▶ _Given problem_
Which lines of the entries below contain the string "query" with matching case? Show each of those lines in full.

[Location annotation dataset excerpts]
··········

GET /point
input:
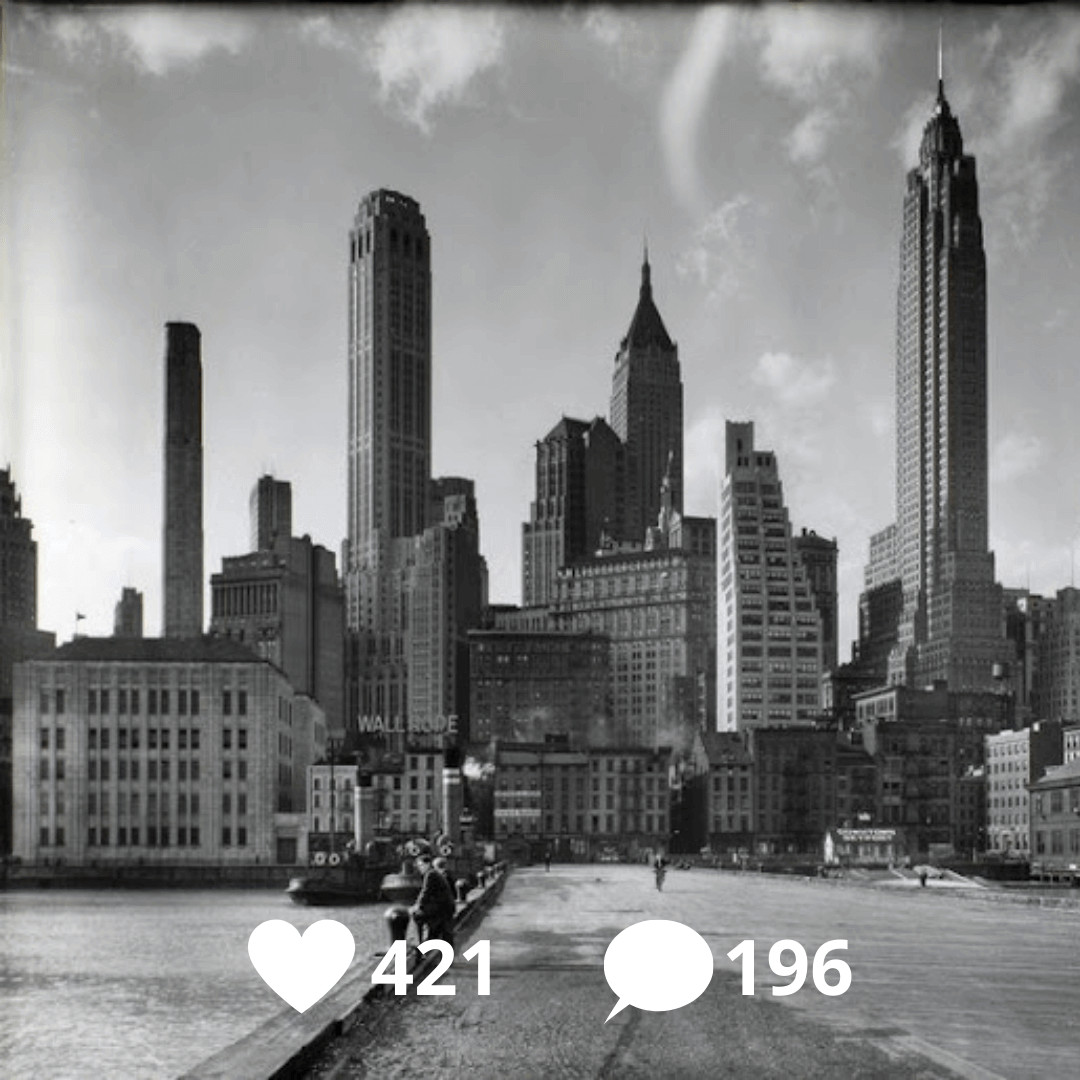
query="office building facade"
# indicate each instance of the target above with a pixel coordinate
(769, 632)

··········

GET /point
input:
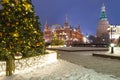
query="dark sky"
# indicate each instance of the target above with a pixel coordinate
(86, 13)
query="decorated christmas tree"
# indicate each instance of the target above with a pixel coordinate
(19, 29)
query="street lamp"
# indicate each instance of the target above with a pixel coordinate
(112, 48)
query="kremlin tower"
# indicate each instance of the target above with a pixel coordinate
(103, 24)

··········

▶ _Answer in full_
query="office building facade"
query="dark sky"
query="decorated christmas tree"
query="street lamp"
query="kremlin tower"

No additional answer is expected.